Include in the output the line containing "Locate every instance of the tree" and each subsequent line of the records, through the end, transcribed exactly. Add nothing else.
[Begin Stored data]
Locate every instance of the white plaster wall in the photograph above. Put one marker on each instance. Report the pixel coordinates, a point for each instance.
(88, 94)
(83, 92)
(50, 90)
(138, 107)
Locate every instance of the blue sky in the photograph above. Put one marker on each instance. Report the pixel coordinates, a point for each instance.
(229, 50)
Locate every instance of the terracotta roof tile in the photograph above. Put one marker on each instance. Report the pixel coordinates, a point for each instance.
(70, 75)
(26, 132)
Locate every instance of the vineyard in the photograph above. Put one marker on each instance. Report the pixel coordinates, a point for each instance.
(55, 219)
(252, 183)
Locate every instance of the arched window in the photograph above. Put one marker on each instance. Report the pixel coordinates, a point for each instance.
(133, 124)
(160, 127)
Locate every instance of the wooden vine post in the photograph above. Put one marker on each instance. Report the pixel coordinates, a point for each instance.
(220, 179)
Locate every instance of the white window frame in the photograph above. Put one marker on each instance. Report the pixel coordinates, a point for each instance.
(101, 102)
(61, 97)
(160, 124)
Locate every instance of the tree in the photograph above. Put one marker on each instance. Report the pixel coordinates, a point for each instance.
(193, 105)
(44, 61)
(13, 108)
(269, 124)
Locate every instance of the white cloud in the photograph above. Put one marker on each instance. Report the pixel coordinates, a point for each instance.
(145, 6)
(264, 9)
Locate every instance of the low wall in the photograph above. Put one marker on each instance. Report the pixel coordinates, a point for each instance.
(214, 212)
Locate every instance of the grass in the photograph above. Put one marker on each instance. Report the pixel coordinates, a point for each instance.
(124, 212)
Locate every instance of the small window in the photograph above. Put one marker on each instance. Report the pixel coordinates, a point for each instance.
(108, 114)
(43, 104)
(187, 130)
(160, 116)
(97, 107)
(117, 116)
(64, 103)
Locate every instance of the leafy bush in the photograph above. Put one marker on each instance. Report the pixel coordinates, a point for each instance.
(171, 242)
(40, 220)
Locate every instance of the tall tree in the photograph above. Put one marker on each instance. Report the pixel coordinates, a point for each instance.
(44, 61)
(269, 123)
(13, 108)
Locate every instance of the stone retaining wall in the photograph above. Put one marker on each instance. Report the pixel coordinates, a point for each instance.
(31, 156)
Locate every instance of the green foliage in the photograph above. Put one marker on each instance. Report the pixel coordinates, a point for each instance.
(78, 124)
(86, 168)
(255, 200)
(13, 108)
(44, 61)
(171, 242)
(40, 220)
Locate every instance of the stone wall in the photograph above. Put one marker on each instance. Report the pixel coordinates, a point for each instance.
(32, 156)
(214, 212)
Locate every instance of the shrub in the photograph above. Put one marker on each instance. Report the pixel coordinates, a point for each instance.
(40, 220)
[End Stored data]
## Response to the task
Locate every instance of the tree in the photograph above. Put one marker on each instance. Report the pixel coordinates, a point for each instance.
(193, 105)
(44, 61)
(13, 108)
(269, 124)
Locate every instance of the white cloud in the photograph above. Put one marker on each instance. Report the pixel coordinates, a point for each instance.
(145, 6)
(264, 9)
Locate every instance of the low wall in the photograph above. Put one marker on each instance. Report the pixel coordinates, a point for each instance.
(214, 212)
Locate every instance of the grass in the photograph above. Put one marker on each instance. Report the pixel coordinates, a point for each instance.
(124, 212)
Locate every instance of the small window in the photograph above. Put one marker on each instance. Report the pixel coordinates, a point for each instance.
(108, 114)
(43, 104)
(187, 130)
(160, 116)
(97, 107)
(117, 116)
(64, 103)
Locate every instance of the leafy bush in the photograph above. Put one marker on each instance. Report the pixel coordinates, a point for each instance.
(171, 242)
(40, 220)
Locate every instance of the tall tree in the photograph above. Put one marker on each instance. Report the pixel coordinates, a point for each instance.
(44, 61)
(269, 123)
(13, 108)
Locate every instance of the stone retaining wall in the photograph above. Put one marker on each instance. Report the pixel coordinates, a point for each instance.
(31, 156)
Locate every instance of the green foliage in the photograph above. Put one marker on each instance. Report the pixel coordinates, a point for each instance.
(78, 124)
(86, 168)
(255, 200)
(13, 108)
(44, 61)
(171, 242)
(40, 220)
Locate every instance of the stone wall in the photograph above. Put one marker on each instance. Report the pixel coordinates, a point for each instance.
(32, 156)
(214, 212)
Locate every instance of the shrub in the photograph above. Put one marker on each instance. Report the pixel coordinates, a point for each instance.
(40, 220)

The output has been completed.